# What you are asked to do
Exactly what is written in the records below should be returned, minus the images.

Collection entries
- - - - - - -
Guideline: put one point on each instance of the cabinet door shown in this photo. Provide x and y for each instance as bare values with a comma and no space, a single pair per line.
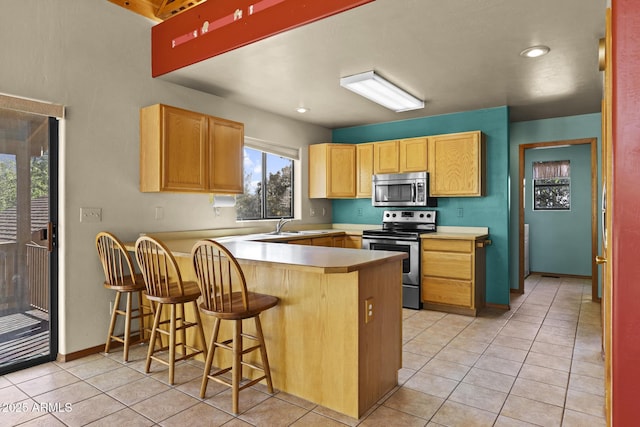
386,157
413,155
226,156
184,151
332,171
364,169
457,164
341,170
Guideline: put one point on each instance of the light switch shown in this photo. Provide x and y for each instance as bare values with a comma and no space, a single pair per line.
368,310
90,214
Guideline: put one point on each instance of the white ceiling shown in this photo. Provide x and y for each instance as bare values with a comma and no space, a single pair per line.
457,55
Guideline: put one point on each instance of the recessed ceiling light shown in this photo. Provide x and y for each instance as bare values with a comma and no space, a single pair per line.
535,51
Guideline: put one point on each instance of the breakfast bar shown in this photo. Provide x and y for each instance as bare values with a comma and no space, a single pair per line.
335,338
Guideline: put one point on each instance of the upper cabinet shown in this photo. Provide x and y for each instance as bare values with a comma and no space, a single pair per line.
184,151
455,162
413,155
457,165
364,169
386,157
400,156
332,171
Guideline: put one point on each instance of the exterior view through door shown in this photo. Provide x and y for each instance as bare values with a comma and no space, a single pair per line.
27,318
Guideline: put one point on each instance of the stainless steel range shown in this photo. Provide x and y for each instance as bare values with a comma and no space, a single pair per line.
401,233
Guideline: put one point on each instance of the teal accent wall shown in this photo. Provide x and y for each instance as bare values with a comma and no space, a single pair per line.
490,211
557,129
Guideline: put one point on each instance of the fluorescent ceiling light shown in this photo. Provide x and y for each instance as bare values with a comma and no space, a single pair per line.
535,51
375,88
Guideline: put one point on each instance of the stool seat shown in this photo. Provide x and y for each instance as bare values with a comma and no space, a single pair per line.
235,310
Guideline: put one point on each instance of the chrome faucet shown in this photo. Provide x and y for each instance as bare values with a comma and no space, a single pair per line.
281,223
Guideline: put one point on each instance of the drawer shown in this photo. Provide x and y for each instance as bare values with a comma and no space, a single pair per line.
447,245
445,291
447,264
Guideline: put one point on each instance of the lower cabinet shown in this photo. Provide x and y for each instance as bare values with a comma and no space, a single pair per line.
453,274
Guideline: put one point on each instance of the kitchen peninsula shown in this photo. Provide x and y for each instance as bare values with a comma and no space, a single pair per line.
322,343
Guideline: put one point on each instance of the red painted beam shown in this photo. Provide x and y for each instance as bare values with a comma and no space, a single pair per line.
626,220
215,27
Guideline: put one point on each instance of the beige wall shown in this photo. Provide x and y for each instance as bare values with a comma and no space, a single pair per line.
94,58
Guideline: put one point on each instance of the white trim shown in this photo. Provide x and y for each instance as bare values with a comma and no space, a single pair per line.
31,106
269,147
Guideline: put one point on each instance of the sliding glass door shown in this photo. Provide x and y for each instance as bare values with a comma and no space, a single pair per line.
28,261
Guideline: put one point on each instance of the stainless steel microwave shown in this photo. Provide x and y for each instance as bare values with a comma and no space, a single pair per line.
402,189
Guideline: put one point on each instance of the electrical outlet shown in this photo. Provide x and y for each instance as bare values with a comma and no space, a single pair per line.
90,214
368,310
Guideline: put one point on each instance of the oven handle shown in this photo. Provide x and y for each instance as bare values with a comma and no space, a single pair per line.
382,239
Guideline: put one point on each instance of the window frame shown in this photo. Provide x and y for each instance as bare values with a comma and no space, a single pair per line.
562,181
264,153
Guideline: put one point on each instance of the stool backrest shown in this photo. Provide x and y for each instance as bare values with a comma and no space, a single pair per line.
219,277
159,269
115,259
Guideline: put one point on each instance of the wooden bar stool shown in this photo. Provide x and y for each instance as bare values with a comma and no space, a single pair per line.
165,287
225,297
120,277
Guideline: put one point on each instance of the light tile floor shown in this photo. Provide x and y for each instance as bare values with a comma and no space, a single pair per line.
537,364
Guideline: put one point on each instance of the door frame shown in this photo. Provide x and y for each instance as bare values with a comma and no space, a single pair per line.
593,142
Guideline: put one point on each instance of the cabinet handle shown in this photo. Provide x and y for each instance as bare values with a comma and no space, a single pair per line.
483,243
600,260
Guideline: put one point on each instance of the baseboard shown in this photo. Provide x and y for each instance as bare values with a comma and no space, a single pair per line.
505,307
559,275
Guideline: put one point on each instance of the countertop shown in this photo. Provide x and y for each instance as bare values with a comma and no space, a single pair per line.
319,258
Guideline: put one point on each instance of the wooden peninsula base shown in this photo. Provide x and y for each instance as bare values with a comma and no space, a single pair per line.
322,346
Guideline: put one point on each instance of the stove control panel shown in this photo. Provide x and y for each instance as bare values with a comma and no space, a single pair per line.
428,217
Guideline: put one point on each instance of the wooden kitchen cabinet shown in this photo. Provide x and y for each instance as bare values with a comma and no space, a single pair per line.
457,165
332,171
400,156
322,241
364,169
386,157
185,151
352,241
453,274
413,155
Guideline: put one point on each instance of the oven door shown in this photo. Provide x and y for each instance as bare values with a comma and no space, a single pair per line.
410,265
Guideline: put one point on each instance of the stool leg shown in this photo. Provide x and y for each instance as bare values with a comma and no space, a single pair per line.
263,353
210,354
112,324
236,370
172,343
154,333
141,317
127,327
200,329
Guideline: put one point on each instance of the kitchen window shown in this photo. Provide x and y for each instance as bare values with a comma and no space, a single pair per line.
- - - - - - -
# Written reply
Guideline: put one point on each instance of the cabinet door shown in this photo. Provide x and y for each instance as bare values with a comma and no space, a single pair per line.
386,157
413,155
226,156
184,151
332,171
364,169
457,164
341,170
Guideline: put one point on each instance of the light switch shown in this photo. Provide x and y for each instance as bare values with a comma and no space, a single pair per line.
368,310
90,214
Guideline: put one point on each instance of the white ceiling shown in this photo. Provide x and y for each instance as bare values with a comma and no space, a single pair per line.
457,55
Guideline: put one point on each instance of the recessed ceiling light shown in this photo. Provide x and y for each instance as bare values with a comma and no space, a single pair per line.
535,51
Guideline: put one point on each instance of the breakfast bar shown in this photo. Provide x and y for each instance as bare values with a comma and no space, a single pair per line.
335,338
Guideline: put one point on each instance of the upper cabinet shown in this photo. Provide x and y for each instance as bare values with a comma and no space, a single pair per line.
184,151
455,162
413,155
457,165
364,169
386,157
400,156
332,171
Guideline: put one point on each instance of the exterior view through door shown in this photo. Provide x and y for each instance as bare values with a comma and no space, a single pair per line.
27,318
Guideline: put one point on each instance of the stainless steel range shown in this photo. Provide x and y for each instance as bare values with a comma and no space, a single pair per line.
401,233
Guideline: put one point on each instance of the teal accent wall shown in this photo. Provide x and y for each instance as bare values with a comma and no space, a single pair per line.
490,211
557,129
Guideline: put one point on each instance of the fluorescent ceiling light shown in this photo. Provide x and y for each instance as bare values with a comma and no space, a single pair per line.
535,51
375,88
Guideline: put one point on each instance of the stool seat shown in this photo. Provide x and y for each instance as bare values with a comma and no space, a single pair per line.
235,310
Guideline: put one point on each instance of the chrome faucet shown in this photo. Provide x and y for each instance as bare values with a comma and no space, a single pair per line.
281,223
Guideline: put one point on each instance of the drawer shown in this photo. Provide x and y for each instance as bare values with a comma and no space, a single pair per line.
447,245
445,291
447,264
Guideline: put one point on each instance of the lower cabinet shown in this photo. Provide x and y for each instance as bare values with a comma and no space, a single pair per line.
453,274
Guideline: put one point on each instance of the kitchen peninsula shown in this photo. Provide x and y for each instance as bare values with a comma and no space, a single pair per line.
322,343
Guideline: put one point on each instance of the red painted beam shown in this photo. Provide x and y for each instance as bare values with a comma and no space, a single pair per line.
626,220
215,27
Guideline: put one point on each instance of the beige wall shown in this photo. Provide x and y for each instance as bare values with a comma and no space, a single pair per line.
94,58
Guideline: put one point on each instance of the white trim shown in this photo. Provide x and y for each instance as bare values with a comma and no space, a single pair per line.
31,106
269,147
Guideline: put one point on each instance of the sliding glass door shown in this photo. Provide x and y for each instance as bare values with a comma and no space, a single pair per line.
28,261
Guideline: put one point on each instance of the stainless steel microwave shown in this photo. Provide x and y for each instance as bare values with a comma and no space, a single pair per line.
402,189
Guideline: put one point on each instance of the electrical outlet shown in this photo. Provide x and y for each instance as bare values with a comma and no space, a single pair per line.
90,214
368,310
Guideline: put one point on each instance of the oven handle shown in this photo. Provide x and y for each instance as bare values with a comma and no space, a single pair per line.
382,239
Guideline: put one point on each instance of the window frame shown in this photo. Provide x and y for each instance as bare values with a comma and no space, a single pair per line.
562,181
264,153
Guideline: put one point on each instance of the stool backrest shown in this photo. Provide x and y for each instance as bare values with a comma and no space, a single pair per line.
219,277
159,269
115,259
Guideline: put one point on each instance of the wooden bar stool shown in this photo. Provide x and y for each instance as bare values with a comma and no space, a single pair per line.
165,287
225,297
120,277
Guideline: put one point on each instance of the light tile floor shown in this photo. Provide x and y for each instance as bare values with a comma and no space, a single pair per line.
537,364
Guideline: put one point on each instance of the door frame shown in this photo. Provide x and y for each instance as bare values with a comma and no space, a single pair per line.
593,142
Guideline: put one point on each instance of the cabinet handle shown in this photo. Provide x and y for each instance as bare values with a comma and no space, a single pair per line.
483,243
600,260
Guideline: put one point on each instance of the baseboard shown in this photo. Provide x and y for each instance as bare values with a comma and no space, a single pair per line.
505,307
559,275
Guideline: put one point on each instance of the countertop shown in this photo. Provide x and y for each instance as bare values with a comma and no space, a single pair per line.
319,258
Guideline: put one point on each instance of the wooden peninsula base shown in this photo. Provide x and y for each instance as bare values with a comma and no space, a single pair per line.
322,346
Guideline: put one point on each instance of the stove control panel shown in this photo. Provide x and y for each instance as bare values with a comma and no space, a single pair per line.
428,217
Guideline: put one point on each instance of the wooden kitchen cabinet shown in this photo. Provide x and y for each instance as bare values with a comma and no space, a single pair per line.
457,165
332,171
400,156
322,241
364,169
386,157
185,151
352,241
453,274
413,155
Guideline: put one point on each instance of the oven door shown in this photo. Provide x and y for each instance as bare values with a comma and no space, a single pair per line.
410,265
Guideline: put one point on each instance of the stool leg shown in this photo. Provide x and y for each instance as bare values with a comma and no space, a single pair per line.
263,353
210,354
112,324
236,370
172,343
154,333
141,317
127,327
200,329
Guideline: put one point on each instance of the kitchen window shown in this photo. Provide x and y for each instance as bare values with a comma and no space, a single pair per line.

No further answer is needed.